Task brief:
The only thing to send back is the number of lines below that hold the string "plant".

Region pointing data:

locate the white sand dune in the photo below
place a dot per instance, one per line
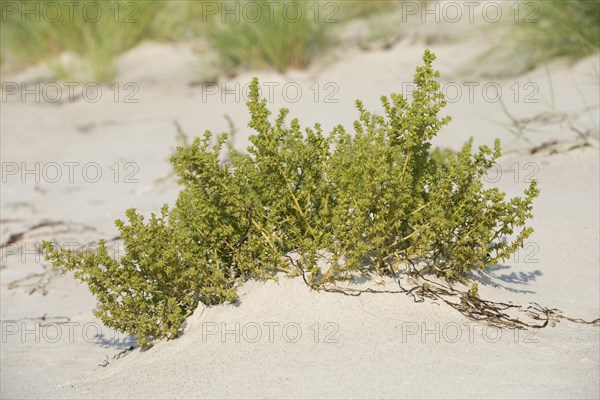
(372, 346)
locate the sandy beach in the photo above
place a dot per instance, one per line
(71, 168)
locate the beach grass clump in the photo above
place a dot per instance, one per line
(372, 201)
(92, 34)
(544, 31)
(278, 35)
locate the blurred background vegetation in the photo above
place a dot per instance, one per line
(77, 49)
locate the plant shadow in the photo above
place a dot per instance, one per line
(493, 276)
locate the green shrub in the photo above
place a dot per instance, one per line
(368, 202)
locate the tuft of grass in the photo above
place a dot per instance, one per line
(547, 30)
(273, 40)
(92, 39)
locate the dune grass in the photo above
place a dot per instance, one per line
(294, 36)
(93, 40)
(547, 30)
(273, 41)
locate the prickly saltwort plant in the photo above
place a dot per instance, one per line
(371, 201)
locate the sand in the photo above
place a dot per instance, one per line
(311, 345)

--

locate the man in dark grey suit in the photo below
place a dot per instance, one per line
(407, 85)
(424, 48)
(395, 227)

Reply:
2